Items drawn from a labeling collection
========
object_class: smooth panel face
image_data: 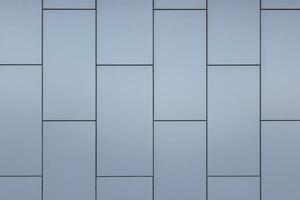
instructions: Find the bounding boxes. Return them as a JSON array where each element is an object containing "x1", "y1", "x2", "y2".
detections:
[
  {"x1": 97, "y1": 0, "x2": 152, "y2": 64},
  {"x1": 154, "y1": 122, "x2": 206, "y2": 200},
  {"x1": 97, "y1": 66, "x2": 153, "y2": 176},
  {"x1": 261, "y1": 0, "x2": 300, "y2": 9},
  {"x1": 0, "y1": 65, "x2": 42, "y2": 175},
  {"x1": 0, "y1": 0, "x2": 42, "y2": 64},
  {"x1": 43, "y1": 0, "x2": 96, "y2": 8},
  {"x1": 154, "y1": 11, "x2": 206, "y2": 120},
  {"x1": 154, "y1": 0, "x2": 206, "y2": 9},
  {"x1": 43, "y1": 122, "x2": 96, "y2": 200},
  {"x1": 262, "y1": 121, "x2": 300, "y2": 200},
  {"x1": 208, "y1": 0, "x2": 260, "y2": 64},
  {"x1": 262, "y1": 11, "x2": 300, "y2": 120},
  {"x1": 0, "y1": 177, "x2": 42, "y2": 200},
  {"x1": 208, "y1": 177, "x2": 260, "y2": 200},
  {"x1": 44, "y1": 10, "x2": 95, "y2": 120},
  {"x1": 97, "y1": 177, "x2": 153, "y2": 200},
  {"x1": 208, "y1": 67, "x2": 259, "y2": 175}
]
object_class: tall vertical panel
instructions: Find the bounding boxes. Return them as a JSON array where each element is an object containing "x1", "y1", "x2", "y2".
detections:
[
  {"x1": 0, "y1": 0, "x2": 42, "y2": 64},
  {"x1": 0, "y1": 65, "x2": 42, "y2": 176},
  {"x1": 97, "y1": 66, "x2": 153, "y2": 176},
  {"x1": 43, "y1": 10, "x2": 96, "y2": 120},
  {"x1": 43, "y1": 122, "x2": 96, "y2": 200},
  {"x1": 261, "y1": 10, "x2": 300, "y2": 120},
  {"x1": 97, "y1": 0, "x2": 153, "y2": 64},
  {"x1": 154, "y1": 10, "x2": 206, "y2": 120},
  {"x1": 208, "y1": 67, "x2": 260, "y2": 175},
  {"x1": 262, "y1": 121, "x2": 300, "y2": 200},
  {"x1": 154, "y1": 122, "x2": 206, "y2": 200},
  {"x1": 207, "y1": 0, "x2": 260, "y2": 64}
]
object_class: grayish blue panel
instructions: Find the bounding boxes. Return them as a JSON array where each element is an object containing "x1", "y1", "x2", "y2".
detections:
[
  {"x1": 97, "y1": 0, "x2": 152, "y2": 64},
  {"x1": 154, "y1": 0, "x2": 206, "y2": 9},
  {"x1": 208, "y1": 66, "x2": 260, "y2": 175},
  {"x1": 208, "y1": 177, "x2": 260, "y2": 200},
  {"x1": 43, "y1": 0, "x2": 96, "y2": 8},
  {"x1": 154, "y1": 122, "x2": 206, "y2": 200},
  {"x1": 0, "y1": 66, "x2": 42, "y2": 175},
  {"x1": 97, "y1": 177, "x2": 153, "y2": 200},
  {"x1": 262, "y1": 121, "x2": 300, "y2": 200},
  {"x1": 44, "y1": 10, "x2": 96, "y2": 120},
  {"x1": 261, "y1": 11, "x2": 300, "y2": 120},
  {"x1": 97, "y1": 66, "x2": 153, "y2": 176},
  {"x1": 0, "y1": 177, "x2": 42, "y2": 200},
  {"x1": 43, "y1": 122, "x2": 96, "y2": 200},
  {"x1": 0, "y1": 0, "x2": 42, "y2": 64},
  {"x1": 154, "y1": 10, "x2": 206, "y2": 120},
  {"x1": 261, "y1": 0, "x2": 300, "y2": 9},
  {"x1": 208, "y1": 0, "x2": 260, "y2": 64}
]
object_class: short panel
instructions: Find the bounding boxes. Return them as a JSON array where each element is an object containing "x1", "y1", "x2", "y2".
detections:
[
  {"x1": 154, "y1": 122, "x2": 206, "y2": 200},
  {"x1": 43, "y1": 122, "x2": 96, "y2": 200},
  {"x1": 208, "y1": 177, "x2": 260, "y2": 200},
  {"x1": 97, "y1": 0, "x2": 152, "y2": 64},
  {"x1": 208, "y1": 0, "x2": 260, "y2": 64},
  {"x1": 262, "y1": 121, "x2": 300, "y2": 200},
  {"x1": 98, "y1": 177, "x2": 153, "y2": 200},
  {"x1": 0, "y1": 177, "x2": 42, "y2": 200},
  {"x1": 0, "y1": 0, "x2": 42, "y2": 64}
]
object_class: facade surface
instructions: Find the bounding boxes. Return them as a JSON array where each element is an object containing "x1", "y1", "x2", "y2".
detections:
[{"x1": 0, "y1": 0, "x2": 300, "y2": 200}]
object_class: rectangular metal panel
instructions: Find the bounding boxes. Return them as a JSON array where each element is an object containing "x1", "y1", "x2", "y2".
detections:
[
  {"x1": 261, "y1": 10, "x2": 300, "y2": 120},
  {"x1": 154, "y1": 10, "x2": 206, "y2": 120},
  {"x1": 0, "y1": 65, "x2": 42, "y2": 175},
  {"x1": 208, "y1": 66, "x2": 260, "y2": 175},
  {"x1": 43, "y1": 10, "x2": 96, "y2": 120},
  {"x1": 97, "y1": 177, "x2": 153, "y2": 200},
  {"x1": 0, "y1": 177, "x2": 42, "y2": 200},
  {"x1": 261, "y1": 121, "x2": 300, "y2": 200},
  {"x1": 97, "y1": 0, "x2": 152, "y2": 64},
  {"x1": 207, "y1": 0, "x2": 260, "y2": 64},
  {"x1": 208, "y1": 177, "x2": 260, "y2": 200},
  {"x1": 0, "y1": 0, "x2": 42, "y2": 64},
  {"x1": 154, "y1": 122, "x2": 206, "y2": 200},
  {"x1": 43, "y1": 122, "x2": 96, "y2": 200},
  {"x1": 97, "y1": 66, "x2": 153, "y2": 176}
]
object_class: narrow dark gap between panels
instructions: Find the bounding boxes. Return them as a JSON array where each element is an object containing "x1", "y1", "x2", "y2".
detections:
[
  {"x1": 205, "y1": 0, "x2": 208, "y2": 200},
  {"x1": 43, "y1": 8, "x2": 96, "y2": 10},
  {"x1": 41, "y1": 0, "x2": 44, "y2": 200},
  {"x1": 259, "y1": 0, "x2": 262, "y2": 200},
  {"x1": 97, "y1": 64, "x2": 153, "y2": 67},
  {"x1": 152, "y1": 0, "x2": 155, "y2": 200},
  {"x1": 154, "y1": 8, "x2": 206, "y2": 11},
  {"x1": 94, "y1": 0, "x2": 98, "y2": 200},
  {"x1": 207, "y1": 175, "x2": 260, "y2": 178},
  {"x1": 260, "y1": 8, "x2": 300, "y2": 11}
]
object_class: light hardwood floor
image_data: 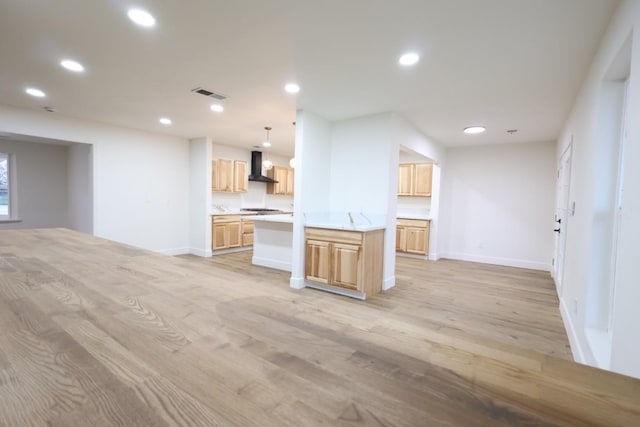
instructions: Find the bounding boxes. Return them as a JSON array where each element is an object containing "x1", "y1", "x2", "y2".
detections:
[{"x1": 0, "y1": 229, "x2": 640, "y2": 427}]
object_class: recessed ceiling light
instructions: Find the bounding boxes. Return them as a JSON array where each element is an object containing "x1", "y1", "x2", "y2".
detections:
[
  {"x1": 284, "y1": 83, "x2": 300, "y2": 93},
  {"x1": 25, "y1": 87, "x2": 47, "y2": 98},
  {"x1": 398, "y1": 53, "x2": 420, "y2": 67},
  {"x1": 60, "y1": 59, "x2": 84, "y2": 73},
  {"x1": 464, "y1": 126, "x2": 487, "y2": 134},
  {"x1": 127, "y1": 9, "x2": 156, "y2": 27}
]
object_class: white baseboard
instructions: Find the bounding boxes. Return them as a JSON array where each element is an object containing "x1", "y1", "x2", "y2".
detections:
[
  {"x1": 382, "y1": 276, "x2": 396, "y2": 291},
  {"x1": 189, "y1": 248, "x2": 212, "y2": 258},
  {"x1": 560, "y1": 298, "x2": 587, "y2": 365},
  {"x1": 156, "y1": 248, "x2": 191, "y2": 256},
  {"x1": 441, "y1": 252, "x2": 551, "y2": 271},
  {"x1": 305, "y1": 282, "x2": 366, "y2": 300},
  {"x1": 289, "y1": 277, "x2": 305, "y2": 289},
  {"x1": 251, "y1": 255, "x2": 291, "y2": 272},
  {"x1": 211, "y1": 246, "x2": 253, "y2": 256}
]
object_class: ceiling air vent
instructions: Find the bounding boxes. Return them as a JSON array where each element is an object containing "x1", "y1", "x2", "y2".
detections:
[{"x1": 191, "y1": 87, "x2": 228, "y2": 101}]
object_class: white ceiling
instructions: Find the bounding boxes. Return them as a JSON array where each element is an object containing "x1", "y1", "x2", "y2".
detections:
[{"x1": 0, "y1": 0, "x2": 617, "y2": 154}]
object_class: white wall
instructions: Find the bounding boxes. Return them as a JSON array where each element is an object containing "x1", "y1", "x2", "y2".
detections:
[
  {"x1": 329, "y1": 113, "x2": 400, "y2": 289},
  {"x1": 189, "y1": 138, "x2": 212, "y2": 256},
  {"x1": 0, "y1": 140, "x2": 69, "y2": 229},
  {"x1": 290, "y1": 111, "x2": 331, "y2": 289},
  {"x1": 440, "y1": 142, "x2": 555, "y2": 270},
  {"x1": 392, "y1": 114, "x2": 446, "y2": 260},
  {"x1": 0, "y1": 106, "x2": 189, "y2": 254},
  {"x1": 68, "y1": 144, "x2": 93, "y2": 234},
  {"x1": 557, "y1": 0, "x2": 640, "y2": 378}
]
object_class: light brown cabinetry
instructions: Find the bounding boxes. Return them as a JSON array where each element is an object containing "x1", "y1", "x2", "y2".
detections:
[
  {"x1": 305, "y1": 227, "x2": 384, "y2": 297},
  {"x1": 398, "y1": 163, "x2": 433, "y2": 197},
  {"x1": 267, "y1": 166, "x2": 294, "y2": 196},
  {"x1": 396, "y1": 218, "x2": 430, "y2": 255},
  {"x1": 211, "y1": 215, "x2": 242, "y2": 251},
  {"x1": 211, "y1": 159, "x2": 249, "y2": 193}
]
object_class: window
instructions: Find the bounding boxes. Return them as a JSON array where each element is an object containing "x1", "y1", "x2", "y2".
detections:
[{"x1": 0, "y1": 153, "x2": 11, "y2": 219}]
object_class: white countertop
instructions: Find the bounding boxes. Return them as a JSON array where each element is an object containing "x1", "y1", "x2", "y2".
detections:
[
  {"x1": 396, "y1": 212, "x2": 431, "y2": 220},
  {"x1": 244, "y1": 214, "x2": 293, "y2": 224},
  {"x1": 304, "y1": 221, "x2": 386, "y2": 232},
  {"x1": 209, "y1": 209, "x2": 252, "y2": 216}
]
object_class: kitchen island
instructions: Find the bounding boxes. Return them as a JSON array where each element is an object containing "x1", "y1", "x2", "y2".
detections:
[{"x1": 245, "y1": 214, "x2": 293, "y2": 271}]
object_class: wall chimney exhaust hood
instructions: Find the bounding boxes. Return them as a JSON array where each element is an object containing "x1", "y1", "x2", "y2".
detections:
[{"x1": 249, "y1": 151, "x2": 278, "y2": 184}]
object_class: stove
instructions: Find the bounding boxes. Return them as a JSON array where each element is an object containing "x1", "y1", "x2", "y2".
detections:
[{"x1": 240, "y1": 208, "x2": 282, "y2": 215}]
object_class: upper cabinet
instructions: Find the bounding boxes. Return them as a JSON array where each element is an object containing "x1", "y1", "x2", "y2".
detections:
[
  {"x1": 398, "y1": 163, "x2": 433, "y2": 197},
  {"x1": 211, "y1": 159, "x2": 249, "y2": 193},
  {"x1": 267, "y1": 166, "x2": 294, "y2": 196}
]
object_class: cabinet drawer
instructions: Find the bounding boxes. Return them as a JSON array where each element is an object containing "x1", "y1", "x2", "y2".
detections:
[
  {"x1": 304, "y1": 227, "x2": 362, "y2": 245},
  {"x1": 242, "y1": 220, "x2": 254, "y2": 234},
  {"x1": 397, "y1": 218, "x2": 429, "y2": 228},
  {"x1": 213, "y1": 215, "x2": 241, "y2": 224},
  {"x1": 242, "y1": 233, "x2": 253, "y2": 246}
]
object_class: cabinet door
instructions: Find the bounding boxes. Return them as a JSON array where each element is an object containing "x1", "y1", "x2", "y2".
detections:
[
  {"x1": 211, "y1": 224, "x2": 229, "y2": 251},
  {"x1": 242, "y1": 233, "x2": 253, "y2": 246},
  {"x1": 406, "y1": 227, "x2": 427, "y2": 255},
  {"x1": 212, "y1": 159, "x2": 233, "y2": 192},
  {"x1": 330, "y1": 243, "x2": 362, "y2": 291},
  {"x1": 233, "y1": 160, "x2": 249, "y2": 193},
  {"x1": 396, "y1": 226, "x2": 407, "y2": 252},
  {"x1": 413, "y1": 163, "x2": 433, "y2": 197},
  {"x1": 398, "y1": 163, "x2": 413, "y2": 196},
  {"x1": 304, "y1": 240, "x2": 330, "y2": 284},
  {"x1": 286, "y1": 168, "x2": 295, "y2": 196},
  {"x1": 227, "y1": 222, "x2": 242, "y2": 248}
]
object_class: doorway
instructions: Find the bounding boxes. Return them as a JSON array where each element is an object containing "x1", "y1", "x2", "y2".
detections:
[{"x1": 553, "y1": 142, "x2": 573, "y2": 297}]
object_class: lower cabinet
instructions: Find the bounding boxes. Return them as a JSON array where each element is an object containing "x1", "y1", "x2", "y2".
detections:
[
  {"x1": 396, "y1": 218, "x2": 429, "y2": 255},
  {"x1": 305, "y1": 227, "x2": 384, "y2": 297},
  {"x1": 211, "y1": 215, "x2": 242, "y2": 251}
]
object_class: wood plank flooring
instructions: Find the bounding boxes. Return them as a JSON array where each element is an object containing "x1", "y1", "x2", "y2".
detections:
[{"x1": 0, "y1": 229, "x2": 640, "y2": 427}]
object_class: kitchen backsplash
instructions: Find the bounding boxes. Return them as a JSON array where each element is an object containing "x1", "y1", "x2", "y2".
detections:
[{"x1": 211, "y1": 181, "x2": 293, "y2": 210}]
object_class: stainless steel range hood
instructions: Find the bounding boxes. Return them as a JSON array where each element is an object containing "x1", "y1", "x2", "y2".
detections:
[{"x1": 249, "y1": 151, "x2": 278, "y2": 184}]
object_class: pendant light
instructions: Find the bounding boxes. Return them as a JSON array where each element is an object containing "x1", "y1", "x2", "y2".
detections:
[{"x1": 262, "y1": 126, "x2": 273, "y2": 170}]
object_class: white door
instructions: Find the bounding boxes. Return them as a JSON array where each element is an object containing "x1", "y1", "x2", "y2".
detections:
[{"x1": 553, "y1": 143, "x2": 573, "y2": 296}]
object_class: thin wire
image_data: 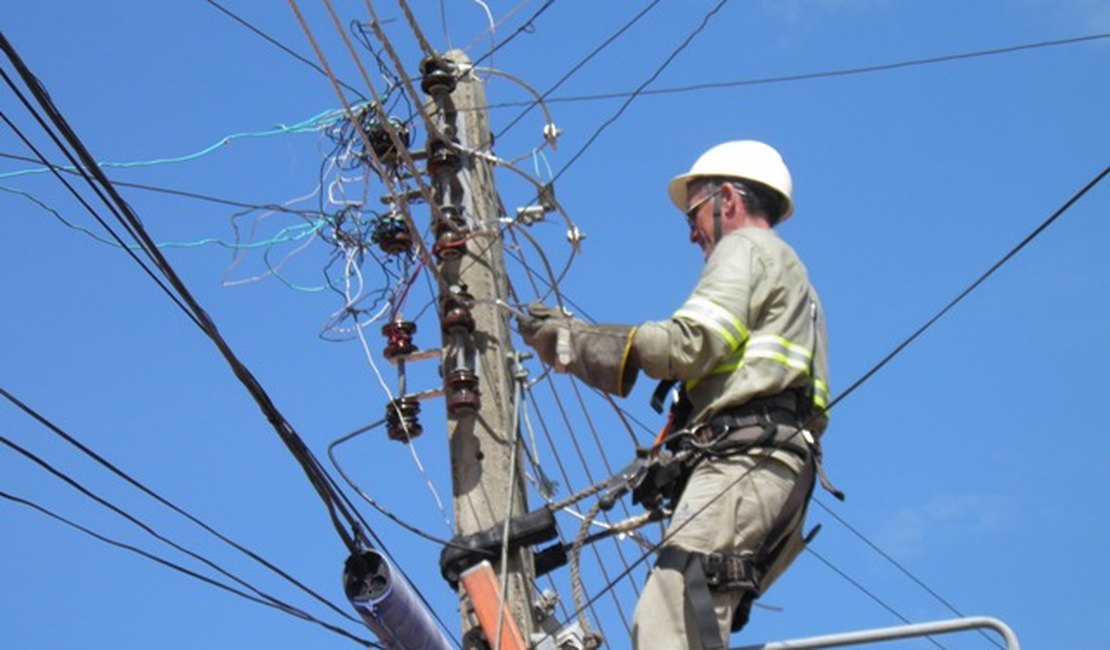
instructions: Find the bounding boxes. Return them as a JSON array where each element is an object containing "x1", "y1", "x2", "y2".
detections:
[
  {"x1": 533, "y1": 375, "x2": 635, "y2": 628},
  {"x1": 813, "y1": 497, "x2": 1002, "y2": 648},
  {"x1": 0, "y1": 491, "x2": 385, "y2": 649},
  {"x1": 474, "y1": 0, "x2": 555, "y2": 65},
  {"x1": 0, "y1": 105, "x2": 200, "y2": 327},
  {"x1": 346, "y1": 245, "x2": 452, "y2": 531},
  {"x1": 541, "y1": 166, "x2": 1110, "y2": 643},
  {"x1": 805, "y1": 545, "x2": 944, "y2": 648},
  {"x1": 494, "y1": 0, "x2": 659, "y2": 141},
  {"x1": 552, "y1": 0, "x2": 728, "y2": 183},
  {"x1": 205, "y1": 0, "x2": 366, "y2": 100},
  {"x1": 327, "y1": 419, "x2": 473, "y2": 550},
  {"x1": 487, "y1": 33, "x2": 1110, "y2": 109},
  {"x1": 463, "y1": 0, "x2": 533, "y2": 51},
  {"x1": 0, "y1": 32, "x2": 364, "y2": 555}
]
========
AIM:
Identify each line in the listing that contains the string "white" and copy every such line in full. Uppercase and lowercase letters count as different.

FULL ANSWER:
object_class: white baseboard
object_class: white ceiling
object_class: white wall
object_class: white countertop
object_class: white door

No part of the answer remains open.